**Work required**
Retype, exactly as they appear below, the lines between the line holding "of the sky?" and the line holding "of the long", both ends included.

**Material shown**
----------
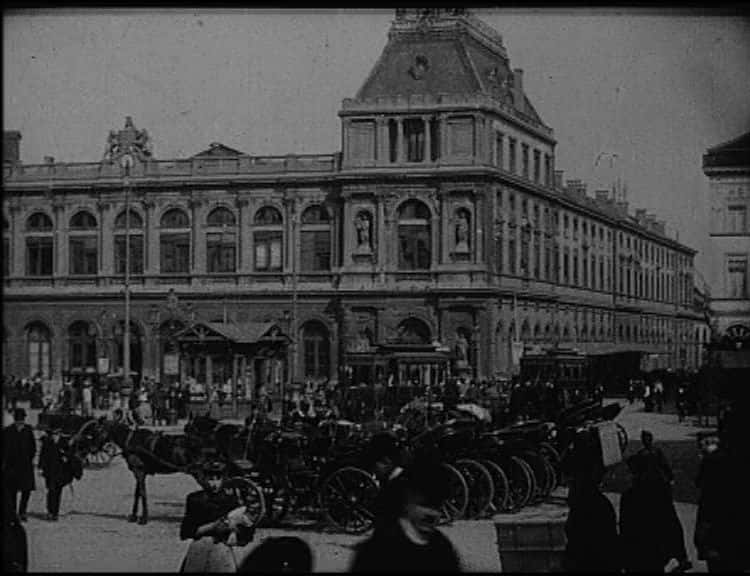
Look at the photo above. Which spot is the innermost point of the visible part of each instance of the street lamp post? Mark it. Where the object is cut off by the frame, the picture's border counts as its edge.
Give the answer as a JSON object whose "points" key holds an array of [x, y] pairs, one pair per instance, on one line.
{"points": [[126, 162]]}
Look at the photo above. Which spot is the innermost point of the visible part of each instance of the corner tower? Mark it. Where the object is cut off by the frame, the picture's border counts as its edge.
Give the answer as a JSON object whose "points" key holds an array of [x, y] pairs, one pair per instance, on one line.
{"points": [[442, 92]]}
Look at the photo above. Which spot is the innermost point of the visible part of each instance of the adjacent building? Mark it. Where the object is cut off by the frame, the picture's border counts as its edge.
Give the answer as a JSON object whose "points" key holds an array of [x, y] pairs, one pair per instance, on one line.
{"points": [[727, 167], [440, 239]]}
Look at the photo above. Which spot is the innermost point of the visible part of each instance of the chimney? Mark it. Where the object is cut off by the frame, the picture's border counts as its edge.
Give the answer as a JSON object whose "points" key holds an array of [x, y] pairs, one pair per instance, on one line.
{"points": [[11, 147], [558, 179]]}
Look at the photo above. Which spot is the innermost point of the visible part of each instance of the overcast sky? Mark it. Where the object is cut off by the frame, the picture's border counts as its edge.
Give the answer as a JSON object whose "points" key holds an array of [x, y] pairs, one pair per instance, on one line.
{"points": [[653, 88]]}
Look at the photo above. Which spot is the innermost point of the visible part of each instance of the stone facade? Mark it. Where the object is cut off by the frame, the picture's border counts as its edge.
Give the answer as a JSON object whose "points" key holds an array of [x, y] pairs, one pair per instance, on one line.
{"points": [[443, 210]]}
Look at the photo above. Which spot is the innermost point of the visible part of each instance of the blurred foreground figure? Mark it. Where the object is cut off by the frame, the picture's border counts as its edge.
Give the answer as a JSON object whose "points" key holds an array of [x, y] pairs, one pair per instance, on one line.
{"points": [[723, 482], [408, 540]]}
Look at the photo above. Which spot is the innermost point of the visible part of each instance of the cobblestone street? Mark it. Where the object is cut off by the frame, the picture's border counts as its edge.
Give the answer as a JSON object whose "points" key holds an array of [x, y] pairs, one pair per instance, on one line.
{"points": [[93, 534]]}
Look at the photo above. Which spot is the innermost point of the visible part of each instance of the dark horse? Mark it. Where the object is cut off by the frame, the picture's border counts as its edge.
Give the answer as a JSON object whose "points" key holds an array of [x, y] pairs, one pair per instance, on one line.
{"points": [[149, 452]]}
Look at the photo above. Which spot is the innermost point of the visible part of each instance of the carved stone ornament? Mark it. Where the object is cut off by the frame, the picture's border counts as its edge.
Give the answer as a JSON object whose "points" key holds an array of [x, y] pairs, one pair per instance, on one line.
{"points": [[129, 140]]}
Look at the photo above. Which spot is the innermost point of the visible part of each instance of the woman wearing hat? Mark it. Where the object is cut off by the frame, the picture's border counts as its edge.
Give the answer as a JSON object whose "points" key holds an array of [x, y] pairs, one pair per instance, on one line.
{"points": [[18, 460], [214, 518]]}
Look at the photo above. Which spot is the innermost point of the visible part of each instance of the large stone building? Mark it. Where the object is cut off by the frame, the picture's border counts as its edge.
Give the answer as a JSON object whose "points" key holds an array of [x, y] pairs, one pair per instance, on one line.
{"points": [[440, 238], [728, 169]]}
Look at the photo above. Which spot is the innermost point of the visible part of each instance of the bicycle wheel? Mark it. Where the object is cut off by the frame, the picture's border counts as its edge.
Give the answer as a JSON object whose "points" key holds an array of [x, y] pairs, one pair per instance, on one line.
{"points": [[500, 485], [348, 498], [455, 505], [481, 489]]}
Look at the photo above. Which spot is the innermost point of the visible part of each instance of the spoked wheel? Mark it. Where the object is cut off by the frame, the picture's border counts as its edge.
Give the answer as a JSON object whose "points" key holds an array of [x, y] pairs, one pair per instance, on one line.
{"points": [[348, 498], [455, 504], [481, 489], [521, 482], [500, 485], [251, 496], [538, 471]]}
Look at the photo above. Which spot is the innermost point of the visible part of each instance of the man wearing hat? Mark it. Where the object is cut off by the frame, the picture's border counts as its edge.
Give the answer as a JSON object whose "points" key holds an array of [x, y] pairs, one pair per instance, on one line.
{"points": [[214, 520], [19, 449]]}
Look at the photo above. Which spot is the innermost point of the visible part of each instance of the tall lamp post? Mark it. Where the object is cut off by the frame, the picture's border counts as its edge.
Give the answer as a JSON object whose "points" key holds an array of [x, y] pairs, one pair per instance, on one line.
{"points": [[126, 161]]}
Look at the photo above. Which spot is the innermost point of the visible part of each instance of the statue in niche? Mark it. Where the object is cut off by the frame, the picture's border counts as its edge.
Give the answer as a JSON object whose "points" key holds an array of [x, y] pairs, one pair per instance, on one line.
{"points": [[362, 224], [462, 349], [462, 232]]}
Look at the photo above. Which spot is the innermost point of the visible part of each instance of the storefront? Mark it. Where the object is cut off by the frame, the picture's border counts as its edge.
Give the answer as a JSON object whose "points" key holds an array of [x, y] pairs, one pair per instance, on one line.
{"points": [[228, 364]]}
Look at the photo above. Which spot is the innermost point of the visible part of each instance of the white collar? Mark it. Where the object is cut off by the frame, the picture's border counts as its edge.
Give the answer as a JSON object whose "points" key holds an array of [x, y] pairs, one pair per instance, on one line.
{"points": [[411, 532]]}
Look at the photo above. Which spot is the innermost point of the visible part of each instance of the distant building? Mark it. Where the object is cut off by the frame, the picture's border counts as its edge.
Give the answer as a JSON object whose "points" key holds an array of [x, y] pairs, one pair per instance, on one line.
{"points": [[727, 167], [440, 240]]}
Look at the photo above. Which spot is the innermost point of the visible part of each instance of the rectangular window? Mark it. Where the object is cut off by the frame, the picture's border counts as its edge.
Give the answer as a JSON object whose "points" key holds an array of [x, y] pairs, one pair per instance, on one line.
{"points": [[175, 253], [136, 254], [414, 136], [315, 251], [525, 160], [268, 251], [512, 155], [737, 276], [498, 149], [737, 219], [83, 256], [221, 253], [39, 256]]}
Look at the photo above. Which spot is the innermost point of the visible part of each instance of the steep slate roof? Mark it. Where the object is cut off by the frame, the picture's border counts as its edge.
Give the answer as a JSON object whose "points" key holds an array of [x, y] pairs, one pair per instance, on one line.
{"points": [[734, 153], [458, 63]]}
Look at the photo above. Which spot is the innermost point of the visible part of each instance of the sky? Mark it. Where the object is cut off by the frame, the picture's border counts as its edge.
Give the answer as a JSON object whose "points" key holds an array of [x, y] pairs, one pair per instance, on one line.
{"points": [[646, 92]]}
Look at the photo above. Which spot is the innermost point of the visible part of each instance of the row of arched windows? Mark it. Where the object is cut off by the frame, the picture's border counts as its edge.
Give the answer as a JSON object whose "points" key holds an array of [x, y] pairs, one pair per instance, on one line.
{"points": [[415, 244]]}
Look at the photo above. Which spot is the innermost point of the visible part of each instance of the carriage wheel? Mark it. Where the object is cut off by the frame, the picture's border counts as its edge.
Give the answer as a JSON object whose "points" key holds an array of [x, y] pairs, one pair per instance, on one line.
{"points": [[499, 483], [455, 504], [348, 498], [251, 496], [622, 437], [481, 488], [521, 482]]}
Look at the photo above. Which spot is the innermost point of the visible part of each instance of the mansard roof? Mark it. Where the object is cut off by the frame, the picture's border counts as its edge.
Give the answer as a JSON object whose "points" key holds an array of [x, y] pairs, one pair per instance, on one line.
{"points": [[450, 53]]}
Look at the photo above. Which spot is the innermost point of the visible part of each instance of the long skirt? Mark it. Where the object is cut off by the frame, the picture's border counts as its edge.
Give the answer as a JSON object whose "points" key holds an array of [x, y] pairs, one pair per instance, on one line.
{"points": [[205, 555]]}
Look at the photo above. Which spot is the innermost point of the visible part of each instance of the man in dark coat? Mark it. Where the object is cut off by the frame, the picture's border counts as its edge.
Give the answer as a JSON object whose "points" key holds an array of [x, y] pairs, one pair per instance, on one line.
----------
**Solution**
Look at the photo above. Which spot is the innermost point of the visible part of each instance of the sky? Mark it. Where the object is cut off by the frame, the picture's border counts as its edge.
Give the answer as a JSON object whose "points" key holds an array of [x, y] pairs, one pair per instance, on one line.
{"points": [[646, 92]]}
Look at the photo above. Which spot is the innermost point of the visible part of each instance of the row of arched windows? Mark it. Where the object is cut off by the frame, the picture's border counts as its edge.
Give the answer as a JSON object whose "points" key holds an array of [x, y] pairs, one pair per instance, on one line.
{"points": [[415, 244]]}
Look at the photo above. Which spot is the innermost point of the visible part of each instance of the carriage wheel? Mark it. Where the object is cut off by the frame, the picture's border counts as its edge.
Give the answer as a JSON object whose "points" key holds an array of [x, y] pairs, one pair per instance, on one line.
{"points": [[499, 483], [455, 504], [348, 498], [251, 496], [622, 437], [481, 488], [521, 482]]}
Look at the photo above. Which spot is the innermost point of the visible part of each instance of the mansard roof? Mark it. Where the object is cut off by the frame, the picture's border counts as its edge.
Give the answer as a JSON object whose "points" key holds an array of [x, y] pairs, one pair per instance, on one line.
{"points": [[450, 53]]}
Look at the photo above. Which spot is the innermost point of the visible part of each instance of the long skirt? Mark it. Where the object is cut off by the frame, the picture's border counts as its edge.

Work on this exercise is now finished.